Task statement: A set of records appears below. Print them all, word for word.

Source material:
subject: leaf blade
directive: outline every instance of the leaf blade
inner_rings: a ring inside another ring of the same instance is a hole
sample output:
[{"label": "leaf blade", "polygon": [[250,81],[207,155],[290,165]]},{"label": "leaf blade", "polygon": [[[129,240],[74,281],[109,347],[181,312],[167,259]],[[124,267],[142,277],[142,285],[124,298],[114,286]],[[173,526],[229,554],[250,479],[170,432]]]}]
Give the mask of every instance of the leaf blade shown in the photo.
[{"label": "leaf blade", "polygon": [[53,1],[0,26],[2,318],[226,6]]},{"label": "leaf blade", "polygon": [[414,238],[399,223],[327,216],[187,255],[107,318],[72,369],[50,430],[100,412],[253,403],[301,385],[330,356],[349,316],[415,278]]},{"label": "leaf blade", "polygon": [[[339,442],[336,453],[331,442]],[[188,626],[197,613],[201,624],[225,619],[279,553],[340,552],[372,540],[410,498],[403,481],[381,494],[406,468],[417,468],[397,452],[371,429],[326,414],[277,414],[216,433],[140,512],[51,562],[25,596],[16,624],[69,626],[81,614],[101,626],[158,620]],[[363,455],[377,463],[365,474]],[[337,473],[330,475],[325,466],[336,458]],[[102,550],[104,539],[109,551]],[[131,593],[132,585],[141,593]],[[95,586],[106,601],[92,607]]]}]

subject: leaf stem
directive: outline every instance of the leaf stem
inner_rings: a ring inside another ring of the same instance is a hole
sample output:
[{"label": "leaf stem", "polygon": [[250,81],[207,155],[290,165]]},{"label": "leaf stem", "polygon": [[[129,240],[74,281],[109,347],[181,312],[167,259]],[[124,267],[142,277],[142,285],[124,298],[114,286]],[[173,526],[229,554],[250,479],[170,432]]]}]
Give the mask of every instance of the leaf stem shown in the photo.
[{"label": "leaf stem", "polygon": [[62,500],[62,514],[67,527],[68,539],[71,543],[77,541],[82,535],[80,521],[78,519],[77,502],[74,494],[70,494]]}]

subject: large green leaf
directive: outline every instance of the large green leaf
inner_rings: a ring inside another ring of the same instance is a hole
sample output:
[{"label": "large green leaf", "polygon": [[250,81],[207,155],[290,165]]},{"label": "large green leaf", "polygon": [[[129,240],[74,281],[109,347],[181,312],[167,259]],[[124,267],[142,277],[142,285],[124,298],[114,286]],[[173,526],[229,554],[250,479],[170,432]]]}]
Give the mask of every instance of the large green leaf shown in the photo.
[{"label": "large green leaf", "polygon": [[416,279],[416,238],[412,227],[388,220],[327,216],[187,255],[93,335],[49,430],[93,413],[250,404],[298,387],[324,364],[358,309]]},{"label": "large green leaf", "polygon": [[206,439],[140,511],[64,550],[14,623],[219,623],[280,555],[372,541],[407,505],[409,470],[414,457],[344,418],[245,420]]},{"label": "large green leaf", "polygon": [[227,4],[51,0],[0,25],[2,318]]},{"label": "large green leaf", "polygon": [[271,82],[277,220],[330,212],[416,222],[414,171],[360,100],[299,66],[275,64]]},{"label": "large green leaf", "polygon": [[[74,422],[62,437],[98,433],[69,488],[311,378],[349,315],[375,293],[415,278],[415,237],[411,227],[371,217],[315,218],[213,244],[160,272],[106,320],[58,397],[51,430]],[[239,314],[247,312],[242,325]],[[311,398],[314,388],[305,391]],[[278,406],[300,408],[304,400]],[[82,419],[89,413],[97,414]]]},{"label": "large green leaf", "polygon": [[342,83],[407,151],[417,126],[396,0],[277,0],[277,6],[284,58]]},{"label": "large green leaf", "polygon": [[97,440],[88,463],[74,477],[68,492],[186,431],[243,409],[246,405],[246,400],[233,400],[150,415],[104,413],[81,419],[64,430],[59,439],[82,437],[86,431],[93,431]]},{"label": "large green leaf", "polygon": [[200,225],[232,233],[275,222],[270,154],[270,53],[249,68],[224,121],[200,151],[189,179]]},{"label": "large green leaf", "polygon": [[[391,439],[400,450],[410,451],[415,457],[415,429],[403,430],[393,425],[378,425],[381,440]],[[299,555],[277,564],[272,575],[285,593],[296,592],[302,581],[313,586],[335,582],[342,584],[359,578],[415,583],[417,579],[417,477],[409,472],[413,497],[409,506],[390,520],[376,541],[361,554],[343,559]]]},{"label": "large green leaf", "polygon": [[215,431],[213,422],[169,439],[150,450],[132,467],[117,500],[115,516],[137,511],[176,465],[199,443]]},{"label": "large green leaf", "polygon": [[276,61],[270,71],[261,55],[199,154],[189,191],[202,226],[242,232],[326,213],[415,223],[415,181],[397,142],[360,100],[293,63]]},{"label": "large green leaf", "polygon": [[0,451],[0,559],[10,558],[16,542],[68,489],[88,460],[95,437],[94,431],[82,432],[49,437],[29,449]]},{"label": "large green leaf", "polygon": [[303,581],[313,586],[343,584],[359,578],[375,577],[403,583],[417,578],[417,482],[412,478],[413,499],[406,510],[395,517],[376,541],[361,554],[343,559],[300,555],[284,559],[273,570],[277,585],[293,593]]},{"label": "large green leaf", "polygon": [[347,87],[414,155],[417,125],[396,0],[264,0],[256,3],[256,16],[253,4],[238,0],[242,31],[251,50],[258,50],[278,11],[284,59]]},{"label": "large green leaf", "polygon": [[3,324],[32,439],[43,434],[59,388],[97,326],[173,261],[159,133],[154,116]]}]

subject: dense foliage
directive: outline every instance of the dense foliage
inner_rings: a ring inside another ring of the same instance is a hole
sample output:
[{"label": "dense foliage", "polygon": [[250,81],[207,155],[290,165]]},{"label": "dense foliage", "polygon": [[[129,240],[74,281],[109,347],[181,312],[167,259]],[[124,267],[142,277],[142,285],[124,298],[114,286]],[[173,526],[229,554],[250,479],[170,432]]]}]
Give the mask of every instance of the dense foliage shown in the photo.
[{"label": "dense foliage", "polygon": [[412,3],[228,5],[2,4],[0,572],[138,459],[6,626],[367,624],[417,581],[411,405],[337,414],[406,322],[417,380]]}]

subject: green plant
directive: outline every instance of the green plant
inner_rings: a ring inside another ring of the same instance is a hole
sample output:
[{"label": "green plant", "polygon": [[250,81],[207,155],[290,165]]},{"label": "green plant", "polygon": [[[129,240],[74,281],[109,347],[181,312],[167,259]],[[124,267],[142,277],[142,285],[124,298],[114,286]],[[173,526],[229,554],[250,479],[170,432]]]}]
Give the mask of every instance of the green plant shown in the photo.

Task solution:
subject: leaf blade
directive: outline every instance of the leaf blade
inner_rings: a ring inside another ring of the same instance is a hole
sample output:
[{"label": "leaf blade", "polygon": [[250,81],[207,155],[290,165]]},{"label": "leaf blade", "polygon": [[[129,240],[74,281],[109,347],[181,312],[167,259]],[[124,267],[142,277],[142,285],[124,298],[114,286]],[[173,526],[229,554],[250,479],[170,432]]]}]
Give the mask of every instance of the leaf blade shown in the photo.
[{"label": "leaf blade", "polygon": [[53,1],[0,26],[2,318],[226,6]]},{"label": "leaf blade", "polygon": [[414,238],[399,223],[327,216],[187,255],[107,318],[72,369],[50,430],[100,412],[253,403],[301,385],[330,356],[349,316],[415,278]]},{"label": "leaf blade", "polygon": [[[339,442],[336,453],[331,442]],[[188,626],[197,613],[201,624],[225,619],[279,553],[340,552],[372,540],[410,498],[403,481],[381,494],[406,468],[417,468],[397,452],[371,429],[326,414],[277,414],[216,433],[140,512],[51,562],[25,596],[16,624],[69,626],[81,614],[101,626],[158,620]],[[363,455],[377,463],[365,474]],[[337,473],[330,475],[325,466],[336,458]],[[102,550],[104,539],[109,551]],[[131,593],[132,585],[141,593]],[[95,586],[106,601],[92,607]]]}]

subject: leaf stem
directive: outline every instance of the leaf stem
inner_rings: a ring inside another ring of the same instance is a hole
sample output:
[{"label": "leaf stem", "polygon": [[250,81],[207,155],[290,165]]},{"label": "leaf stem", "polygon": [[[129,240],[74,281],[109,347],[181,312],[167,259]],[[124,267],[142,277],[142,285],[124,298],[114,286]],[[173,526],[229,554],[250,479],[170,432]]]}]
Give the mask of every instance of the leaf stem shown in the photo.
[{"label": "leaf stem", "polygon": [[62,500],[62,514],[67,527],[68,539],[71,543],[77,541],[82,535],[80,521],[78,519],[77,502],[74,494],[70,494]]}]

subject: large green leaf
directive: outline every instance of the large green leaf
inner_rings: a ring inside another ring of the same instance is a hole
sample output:
[{"label": "large green leaf", "polygon": [[250,81],[207,155],[290,165]]},{"label": "large green leaf", "polygon": [[[129,240],[74,281],[109,347],[181,312],[167,259]],[[124,267],[142,277],[142,285],[124,298],[114,286]],[[173,526],[229,554],[250,479],[170,432]]]}]
Give the mask of every instance of the large green leaf shown in the photo.
[{"label": "large green leaf", "polygon": [[416,279],[416,238],[412,227],[388,220],[327,216],[187,255],[93,335],[49,430],[93,413],[250,404],[298,387],[324,364],[358,309]]},{"label": "large green leaf", "polygon": [[206,439],[140,511],[64,550],[14,623],[219,623],[280,555],[372,541],[407,505],[409,470],[414,457],[344,418],[245,420]]},{"label": "large green leaf", "polygon": [[227,4],[51,0],[0,25],[2,318]]},{"label": "large green leaf", "polygon": [[271,82],[277,220],[330,212],[416,222],[414,171],[360,100],[299,66],[275,64]]},{"label": "large green leaf", "polygon": [[[74,422],[62,437],[98,433],[69,488],[311,378],[349,315],[375,293],[415,278],[415,237],[411,227],[371,217],[315,218],[213,244],[160,272],[106,320],[58,397],[51,430]],[[239,314],[247,312],[242,325]],[[311,398],[314,388],[305,391]],[[278,406],[300,408],[304,400]],[[82,419],[89,413],[97,414]]]},{"label": "large green leaf", "polygon": [[342,83],[407,151],[417,126],[396,0],[277,0],[277,6],[284,58]]},{"label": "large green leaf", "polygon": [[97,440],[88,463],[74,477],[68,492],[186,431],[243,409],[246,405],[246,400],[233,400],[150,415],[104,413],[81,419],[64,430],[59,439],[82,437],[86,431],[93,431]]},{"label": "large green leaf", "polygon": [[200,225],[232,233],[275,222],[270,154],[270,53],[249,68],[224,121],[200,151],[189,179]]},{"label": "large green leaf", "polygon": [[[391,439],[400,450],[410,451],[415,457],[415,429],[403,430],[393,425],[378,425],[381,440]],[[299,555],[277,564],[272,575],[285,593],[296,592],[302,581],[313,586],[335,582],[342,584],[359,578],[415,583],[417,579],[417,477],[409,472],[413,497],[409,506],[390,520],[376,541],[361,554],[343,559]]]},{"label": "large green leaf", "polygon": [[215,431],[213,422],[169,439],[150,450],[132,467],[117,500],[115,516],[137,511],[176,465],[199,443]]},{"label": "large green leaf", "polygon": [[276,61],[270,71],[261,55],[199,154],[189,191],[202,226],[242,232],[326,213],[415,223],[415,181],[397,142],[360,100],[293,63]]},{"label": "large green leaf", "polygon": [[0,451],[0,559],[10,558],[16,542],[68,489],[88,460],[95,437],[94,431],[82,432],[49,437],[29,449]]},{"label": "large green leaf", "polygon": [[303,581],[313,586],[343,584],[359,578],[375,577],[403,583],[417,578],[417,482],[412,478],[413,499],[406,510],[395,517],[376,541],[361,554],[343,559],[300,555],[284,559],[273,570],[277,585],[293,593]]},{"label": "large green leaf", "polygon": [[347,87],[414,155],[417,125],[396,0],[264,0],[256,3],[256,16],[253,4],[238,0],[242,31],[251,50],[258,50],[278,11],[284,59]]},{"label": "large green leaf", "polygon": [[3,324],[32,439],[43,434],[59,388],[97,326],[173,261],[159,133],[154,116]]}]

subject: dense foliage
directive: outline every instance of the dense foliage
inner_rings: a ring inside another ring of the same instance is a hole
sample output:
[{"label": "dense foliage", "polygon": [[250,81],[207,155],[290,165]]},{"label": "dense foliage", "polygon": [[[129,240],[74,281],[109,347],[181,312],[167,259]],[[124,267],[142,277],[142,285],[124,298],[114,286]],[[173,526],[229,554],[250,479],[170,432]]]}]
Give the mask of every instance of the dense foliage shown in the photo.
[{"label": "dense foliage", "polygon": [[412,3],[228,5],[2,4],[0,572],[138,459],[6,626],[367,624],[417,581],[411,405],[337,414],[406,322],[417,380]]}]

subject: green plant
directive: outline every instance of the green plant
inner_rings: a ring inside another ring of the same instance is a hole
sample output:
[{"label": "green plant", "polygon": [[250,81],[207,155],[290,165]]},{"label": "green plant", "polygon": [[[129,240],[74,281],[109,347],[181,312],[167,259]],[[124,267],[142,277],[142,285],[124,298],[114,286]],[[173,526],[229,554],[250,479],[170,432]]]}]
Give the mask of every instance of the green plant shown in the photo.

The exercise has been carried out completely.